→ **GOAL A**
Copy out the book review below word for word, from beginning to end.

→ **TEXT SECTION**
☆ ☆ ☆ ☆ ☆
Wednesday, December 21, 2016
Summer of Blood: England's First Revolution
Rating: 4 Stars
(Before we start: this book was originally published in the UK in 2009. I am reviewing the edition published here in the US in November of 2016.)
I fear that if I fangirl over Dan Jones too many more times on Twitter, he is going to get a restraining order. But it is super easy to be totally into your favorite authors, then also kind of in awe about the fact that many of them really do run their own social media accounts. They actually take the time to respond to their fans. To me that is one of the the coolest things an author can do, so yes, I have stupid-happy fangirl moments when my favorite authors, Dan Jones of course among them, acknowledges my existence.
Let's take a moment and admire that cover, shall we? I talk a lot about cover art and how it is crucial. Judging books by covers is totally okay in some instances and this would be one of them. It is striking. I love a good cover, especially when it is a subject I am highly interested in.
One of the things that makes Jones just the author for subjects like this, is that he has the ability time and again to take something that could be considered boring to some, and weave the facts and figures together in a narrative that is appealing to a variety of people. Namely, both those like myself who are on a mission to read every book about the Plantagenet dynasty possible, and those who might have a passing interest because they saw The Tudors on HBO and aren't the Tudors and Plantagenets the same anyway? (Not kidding, someone really said this to me. I had to just shake my head no.) There seems to be this prevailing attitude among my generation and perhaps at least the one after mine that considers history dull old stories about people long dead, so why should we care? I can't even tell you how many times I have been asked why I read so much non-fiction, and history in particular - especially history of a country that is not even mine. While all of Jones' books are very well-researched and detailed, the story-telling aspect is what can keep even those less interested in the subject as a whole engaged. It is a handy to skill to have.
☆ ☆ ☆ ☆ ☆
→ **DATASET EXCERPTS**
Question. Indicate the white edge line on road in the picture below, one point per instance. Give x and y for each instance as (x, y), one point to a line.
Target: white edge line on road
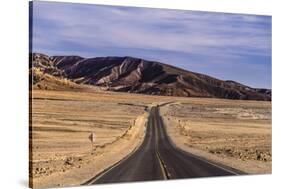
(197, 157)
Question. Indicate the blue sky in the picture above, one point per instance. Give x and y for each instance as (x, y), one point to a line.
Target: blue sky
(226, 46)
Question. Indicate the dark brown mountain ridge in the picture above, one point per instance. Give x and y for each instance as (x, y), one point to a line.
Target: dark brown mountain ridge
(135, 75)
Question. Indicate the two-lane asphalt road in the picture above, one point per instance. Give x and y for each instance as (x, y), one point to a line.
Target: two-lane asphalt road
(158, 159)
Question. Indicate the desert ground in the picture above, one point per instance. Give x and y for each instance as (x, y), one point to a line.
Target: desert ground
(230, 132)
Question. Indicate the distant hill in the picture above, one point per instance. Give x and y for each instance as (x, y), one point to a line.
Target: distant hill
(135, 75)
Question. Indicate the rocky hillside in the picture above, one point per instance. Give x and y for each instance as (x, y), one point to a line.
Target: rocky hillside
(129, 74)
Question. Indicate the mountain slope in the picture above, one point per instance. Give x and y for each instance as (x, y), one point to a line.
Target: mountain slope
(128, 74)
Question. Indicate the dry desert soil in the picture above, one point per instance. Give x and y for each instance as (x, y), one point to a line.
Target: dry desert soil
(230, 132)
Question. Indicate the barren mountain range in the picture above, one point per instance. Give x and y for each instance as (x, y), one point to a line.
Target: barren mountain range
(134, 75)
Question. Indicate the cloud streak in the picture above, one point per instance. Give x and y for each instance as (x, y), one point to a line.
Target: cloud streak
(212, 43)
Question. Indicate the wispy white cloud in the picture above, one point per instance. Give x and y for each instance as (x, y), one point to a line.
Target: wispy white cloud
(82, 29)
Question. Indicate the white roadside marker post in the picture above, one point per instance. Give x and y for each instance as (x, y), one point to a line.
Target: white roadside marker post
(92, 138)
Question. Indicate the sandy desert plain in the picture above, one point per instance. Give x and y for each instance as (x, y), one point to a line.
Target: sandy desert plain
(235, 133)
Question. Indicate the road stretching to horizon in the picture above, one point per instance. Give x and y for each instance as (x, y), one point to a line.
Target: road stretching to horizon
(158, 159)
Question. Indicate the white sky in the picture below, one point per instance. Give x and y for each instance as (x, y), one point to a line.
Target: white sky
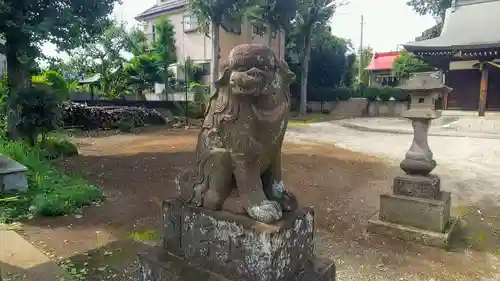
(388, 23)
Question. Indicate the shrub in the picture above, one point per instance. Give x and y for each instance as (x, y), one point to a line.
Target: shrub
(56, 147)
(88, 117)
(401, 95)
(50, 192)
(39, 110)
(343, 93)
(55, 81)
(386, 93)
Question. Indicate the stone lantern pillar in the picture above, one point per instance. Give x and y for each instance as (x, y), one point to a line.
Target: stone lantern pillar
(417, 210)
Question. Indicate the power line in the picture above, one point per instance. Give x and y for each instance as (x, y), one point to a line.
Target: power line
(360, 70)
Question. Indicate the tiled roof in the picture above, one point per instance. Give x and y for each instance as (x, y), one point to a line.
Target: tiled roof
(383, 61)
(168, 5)
(472, 26)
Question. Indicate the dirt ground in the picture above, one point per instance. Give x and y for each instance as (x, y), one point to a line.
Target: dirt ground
(136, 172)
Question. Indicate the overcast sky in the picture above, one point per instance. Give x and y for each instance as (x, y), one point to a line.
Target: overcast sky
(388, 23)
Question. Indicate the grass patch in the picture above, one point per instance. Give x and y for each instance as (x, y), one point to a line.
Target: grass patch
(50, 192)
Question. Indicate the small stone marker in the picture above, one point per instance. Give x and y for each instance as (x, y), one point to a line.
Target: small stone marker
(418, 210)
(12, 176)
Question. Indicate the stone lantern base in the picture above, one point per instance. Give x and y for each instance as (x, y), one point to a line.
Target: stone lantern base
(416, 211)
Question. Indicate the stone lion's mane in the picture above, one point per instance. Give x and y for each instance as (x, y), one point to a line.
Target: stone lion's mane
(226, 109)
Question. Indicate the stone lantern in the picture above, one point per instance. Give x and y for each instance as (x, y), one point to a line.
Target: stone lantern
(417, 210)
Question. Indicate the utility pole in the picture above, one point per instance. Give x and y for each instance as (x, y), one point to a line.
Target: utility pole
(360, 70)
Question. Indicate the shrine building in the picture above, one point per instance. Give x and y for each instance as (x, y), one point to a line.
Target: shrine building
(468, 52)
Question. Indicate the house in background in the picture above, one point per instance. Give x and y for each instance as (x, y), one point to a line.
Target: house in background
(196, 45)
(380, 69)
(468, 51)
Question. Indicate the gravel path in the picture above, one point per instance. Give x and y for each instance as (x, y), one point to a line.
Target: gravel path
(469, 167)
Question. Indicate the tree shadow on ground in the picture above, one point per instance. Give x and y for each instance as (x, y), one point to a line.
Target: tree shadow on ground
(344, 189)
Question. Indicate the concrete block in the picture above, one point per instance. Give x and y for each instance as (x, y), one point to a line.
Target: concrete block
(427, 214)
(158, 265)
(12, 176)
(417, 186)
(238, 247)
(414, 234)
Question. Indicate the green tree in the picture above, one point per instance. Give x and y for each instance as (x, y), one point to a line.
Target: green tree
(26, 24)
(55, 81)
(332, 65)
(138, 42)
(193, 70)
(106, 58)
(407, 63)
(142, 72)
(164, 46)
(311, 14)
(366, 58)
(214, 15)
(436, 8)
(276, 14)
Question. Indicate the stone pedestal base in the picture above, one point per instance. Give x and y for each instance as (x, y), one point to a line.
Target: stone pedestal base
(422, 220)
(428, 214)
(237, 247)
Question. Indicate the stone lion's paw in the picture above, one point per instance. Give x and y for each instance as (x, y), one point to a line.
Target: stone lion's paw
☆ ☆ ☆ ☆ ☆
→ **GOAL B**
Reproduce the rows, starting at the line containing "Question. Indicate the green" and ending with the last row, both ends included.

→ **EXERCISE OUTPUT A**
Wednesday, December 21, 2016
Summer of Blood: England's First Revolution
Rating: 4 Stars
(Before we start: this book was originally published in the UK in 2009. I am reviewing the edition published here in the US in November of 2016.)
I fear that if I fangirl over Dan Jones too many more times on Twitter, he is going to get a restraining order. But it is super easy to be totally into your favorite authors, then also kind of in awe about the fact that many of them really do run their own social media accounts. They actually take the time to respond to their fans. To me that is one of the the coolest things an author can do, so yes, I have stupid-happy fangirl moments when my favorite authors, Dan Jones of course among them, acknowledges my existence.
Let's take a moment and admire that cover, shall we? I talk a lot about cover art and how it is crucial. Judging books by covers is totally okay in some instances and this would be one of them. It is striking. I love a good cover, especially when it is a subject I am highly interested in.
One of the things that makes Jones just the author for subjects like this, is that he has the ability time and again to take something that could be considered boring to some, and weave the facts and figures together in a narrative that is appealing to a variety of people. Namely, both those like myself who are on a mission to read every book about the Plantagenet dynasty possible, and those who might have a passing interest because they saw The Tudors on HBO and aren't the Tudors and Plantagenets the same anyway? (Not kidding, someone really said this to me. I had to just shake my head no.) There seems to be this prevailing attitude among my generation and perhaps at least the one after mine that considers history dull old stories about people long dead, so why should we care? I can't even tell you how many times I have been asked why I read so much non-fiction, and history in particular - especially history of a country that is not even mine. While all of Jones' books are very well-researched and detailed, the story-telling aspect is what can keep even those less interested in the subject as a whole engaged. It is a handy to skill to have.

→ **EXERCISE OUTPUT B**
Question. Indicate the green tree in the picture above, one point per instance. Give x and y for each instance as (x, y), one point to a line.
Target: green tree
(26, 24)
(55, 81)
(332, 65)
(138, 42)
(193, 70)
(106, 58)
(407, 63)
(142, 72)
(164, 46)
(311, 14)
(366, 58)
(214, 15)
(436, 8)
(276, 14)
Question. Indicate the stone pedestal base in the picture above, one point per instance. Give x and y for each instance as (x, y), one point to a line.
Target: stone pedestal base
(422, 220)
(428, 214)
(237, 247)
Question. Indicate the stone lion's paw in the picture above, one point per instance. Give x and y for each instance as (x, y), one point to a line.
Target: stone lion's paw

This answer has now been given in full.